### Tasks to perform
A. In the article on EU energy imports, what share of the EU's LNG does America now provide?
B. Reproduce everything in the article on EU energy imports from "Getty Images Europe" down to "Germany and beyond.".
C. Decide whether each statement agrees with the article on EU energy imports, answering yes or no and quoting the deciding words: (i) The Turnberry trade agreement was signed at a golf course in Scotland. (ii) The EU is set to ban all Russian LNG imports starting in 2030. (iii) Energy deals are struck between countries rather than companies.

─── Page text ───

An EU commitment to buy $750 billion of American energy was one of the most eye-popping elements of last summer's Turnberry trade agreement — inked at the Donald Trump-owned golf course in Scotland. Now some are starting to blink.

At the time, it was seen as a necessary, if ambitious, overture to the US president's fascination with big numbers. Yet it also acknowledged the reality that the US would become the EU's dominant supplier of liquefied natural gas in the years to come, with the bloc set to ban all Russian imports of the fuel from 2027.

Over the past week, however, a nagging fear has spread that Europe is falling into a familiar trap.

President of the European Commission Ursula von der Leyen meets with U.S. President Donald Trump in Turnberry, Scotland on July 27.
European Commission President Ursula von der Leyen and US President Donald Trump in Turnberry, Scotland on July 27.
Getty Images Europe

Europe's dependence on Russian energy grew from a "gas for pipelines" deal struck between West Germany and the Soviet Union in the 1970s, building until Russia supplied nearly half of the EU's demand for the fuel before the invasion of Ukraine in 2022. The conflict sent prices to record highs as the EU tried to wean itself off its addiction, raising the specter of deindustrialization in Germany and beyond.

America now provides almost 60% of the EU's LNG. Though more expensive than Russian pipeline gas, those supplies are set to form the bedrock of Europe's future energy mix — at least until the bloc reaches net-zero by the middle of the century. As much as 80% of its LNG imports could come from the US by 2030.

That has more than a whiff of energy dependence and Trump's bellicose rhetoric over Greenland is shifting the calculus. EU Energy Commissioner Dan Jorgensen today said threats over the Arctic island are a "wake-up call" for the bloc, which is "actively looking" to further diversify its LNG supplies.

Dan Jorgensen, energy and housing commissioner of the European Union, during a news conference in Brussels, Belgium, on Wednesday, Dec. 3, 2025. The European Union has reached a deal to phase out Russian gas faster than originally planned, a move that aims to finally sever ties between the bloc and its once-primary energy supplier. Photographer: Simon Wohlfahrt/Bloomberg
Dan Jorgensen
Photographer: Simon Wohlfahrt/Bloomberg

Those echoed similar comments in recent days, with Fatih Birol, executive director of the International Energy Agency, warning against Europe putting all its "eggs in one basket."

To be clear, Europe is a key buyer of US energy and so the prospect of Trump cutting off supplies is small, and deals are struck between companies, not countries. Yet any reliance would still give America leverage in an increasingly fractious geopolitical environment.

─── Raw data ───

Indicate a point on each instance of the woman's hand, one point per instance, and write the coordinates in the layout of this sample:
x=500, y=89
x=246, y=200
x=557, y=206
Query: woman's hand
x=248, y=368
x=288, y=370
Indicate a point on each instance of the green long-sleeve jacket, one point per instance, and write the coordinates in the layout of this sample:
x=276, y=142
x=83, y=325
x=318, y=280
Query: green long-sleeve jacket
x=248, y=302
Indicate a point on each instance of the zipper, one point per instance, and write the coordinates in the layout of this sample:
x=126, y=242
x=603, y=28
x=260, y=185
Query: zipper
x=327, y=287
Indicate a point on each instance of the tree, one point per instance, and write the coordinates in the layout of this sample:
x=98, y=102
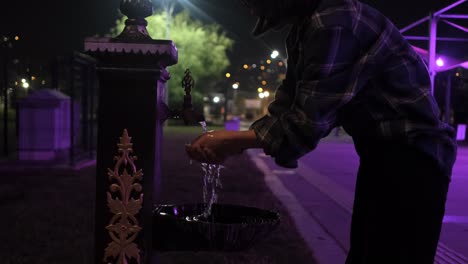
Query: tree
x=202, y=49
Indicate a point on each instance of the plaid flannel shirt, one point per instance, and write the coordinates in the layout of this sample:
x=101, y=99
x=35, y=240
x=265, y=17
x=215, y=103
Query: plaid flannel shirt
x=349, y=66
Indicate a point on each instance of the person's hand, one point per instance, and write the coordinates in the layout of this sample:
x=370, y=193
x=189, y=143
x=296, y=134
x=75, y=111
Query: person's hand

───
─── Raw data ───

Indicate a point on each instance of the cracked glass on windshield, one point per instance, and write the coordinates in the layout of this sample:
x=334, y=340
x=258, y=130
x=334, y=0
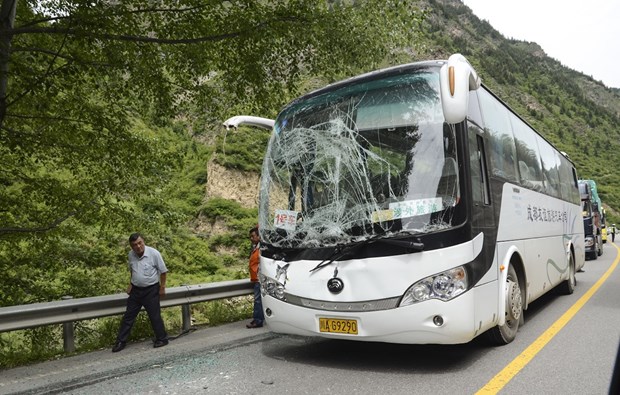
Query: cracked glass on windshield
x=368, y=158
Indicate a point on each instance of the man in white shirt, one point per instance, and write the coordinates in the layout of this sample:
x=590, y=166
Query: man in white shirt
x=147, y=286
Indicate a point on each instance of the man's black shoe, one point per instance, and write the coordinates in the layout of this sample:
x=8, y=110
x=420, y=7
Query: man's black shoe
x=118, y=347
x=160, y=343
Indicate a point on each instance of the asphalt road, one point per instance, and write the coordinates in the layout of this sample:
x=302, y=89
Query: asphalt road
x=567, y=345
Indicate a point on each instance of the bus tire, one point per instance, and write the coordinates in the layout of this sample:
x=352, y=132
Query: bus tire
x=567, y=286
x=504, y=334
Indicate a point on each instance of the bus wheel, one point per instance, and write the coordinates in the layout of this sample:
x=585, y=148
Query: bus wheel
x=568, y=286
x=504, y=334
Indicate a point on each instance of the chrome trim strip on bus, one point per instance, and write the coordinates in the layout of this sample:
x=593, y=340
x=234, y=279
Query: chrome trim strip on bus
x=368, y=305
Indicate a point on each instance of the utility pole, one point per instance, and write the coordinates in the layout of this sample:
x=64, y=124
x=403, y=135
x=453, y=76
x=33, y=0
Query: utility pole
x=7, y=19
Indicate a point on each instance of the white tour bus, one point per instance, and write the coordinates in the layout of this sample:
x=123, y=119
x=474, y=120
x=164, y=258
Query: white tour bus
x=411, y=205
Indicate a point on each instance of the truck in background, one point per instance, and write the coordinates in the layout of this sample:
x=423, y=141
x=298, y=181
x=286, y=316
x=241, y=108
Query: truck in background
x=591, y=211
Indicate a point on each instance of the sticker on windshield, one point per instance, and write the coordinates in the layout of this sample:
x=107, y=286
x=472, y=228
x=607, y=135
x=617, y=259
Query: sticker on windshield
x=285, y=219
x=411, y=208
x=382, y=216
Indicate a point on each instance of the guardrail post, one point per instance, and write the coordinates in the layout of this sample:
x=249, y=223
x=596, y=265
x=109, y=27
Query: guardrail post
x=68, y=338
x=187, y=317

───
─── Raw data ───

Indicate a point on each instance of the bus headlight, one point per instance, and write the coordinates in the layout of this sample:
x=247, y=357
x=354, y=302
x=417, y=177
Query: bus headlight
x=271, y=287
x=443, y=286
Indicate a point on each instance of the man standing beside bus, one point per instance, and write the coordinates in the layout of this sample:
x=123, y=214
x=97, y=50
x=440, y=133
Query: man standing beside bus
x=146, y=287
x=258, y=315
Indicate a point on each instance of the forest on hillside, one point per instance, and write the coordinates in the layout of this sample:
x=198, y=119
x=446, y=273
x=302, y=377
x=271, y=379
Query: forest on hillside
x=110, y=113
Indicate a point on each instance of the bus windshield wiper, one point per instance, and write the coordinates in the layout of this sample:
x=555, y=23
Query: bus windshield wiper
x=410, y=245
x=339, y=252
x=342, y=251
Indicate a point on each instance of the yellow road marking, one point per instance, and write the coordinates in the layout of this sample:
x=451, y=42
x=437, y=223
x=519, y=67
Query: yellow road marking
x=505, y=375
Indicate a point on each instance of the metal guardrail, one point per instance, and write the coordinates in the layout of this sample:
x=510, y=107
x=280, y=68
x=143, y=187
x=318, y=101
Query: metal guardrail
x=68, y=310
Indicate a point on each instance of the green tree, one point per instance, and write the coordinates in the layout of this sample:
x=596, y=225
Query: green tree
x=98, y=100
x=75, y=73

───

### Final answers
A. Almost 60%.

B.
Getty Images Europe

Europe's dependence on Russian energy grew from a "gas for pipelines" deal struck between West Germany and the Soviet Union in the 1970s, building until Russia supplied nearly half of the EU's demand for the fuel before the invasion of Ukraine in 2022. The conflict sent prices to record highs as the EU tried to wean itself off its addiction, raising the specter of deindustrialization in Germany and beyond.

C.
(i) Yes: "inked at the Donald Trump-owned golf course in Scotland"
(ii) No: "with the bloc set to ban all Russian imports of the fuel from 2027"
(iii) No: "deals are struck between companies, not countries"